*SET TASK*
Print the listing below verbatim, changing nothing.

*EXTRACTED INFORMATION*
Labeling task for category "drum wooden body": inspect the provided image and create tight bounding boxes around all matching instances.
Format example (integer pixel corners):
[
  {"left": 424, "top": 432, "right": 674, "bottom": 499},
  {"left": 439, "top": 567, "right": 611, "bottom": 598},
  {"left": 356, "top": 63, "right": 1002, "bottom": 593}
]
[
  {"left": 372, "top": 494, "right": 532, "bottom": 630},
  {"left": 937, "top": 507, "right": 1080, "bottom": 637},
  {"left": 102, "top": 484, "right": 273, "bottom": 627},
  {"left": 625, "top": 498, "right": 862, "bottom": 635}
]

*EXERCISE ANSWER*
Labeling task for category "drum wooden body": inspect the provided image and create tight bounding boxes around all matching instances.
Format example (integer pixel corners):
[
  {"left": 424, "top": 432, "right": 674, "bottom": 499},
  {"left": 439, "top": 567, "right": 611, "bottom": 598},
  {"left": 356, "top": 63, "right": 1002, "bottom": 593}
]
[
  {"left": 372, "top": 494, "right": 532, "bottom": 630},
  {"left": 937, "top": 507, "right": 1080, "bottom": 637},
  {"left": 102, "top": 484, "right": 273, "bottom": 627},
  {"left": 625, "top": 498, "right": 862, "bottom": 635}
]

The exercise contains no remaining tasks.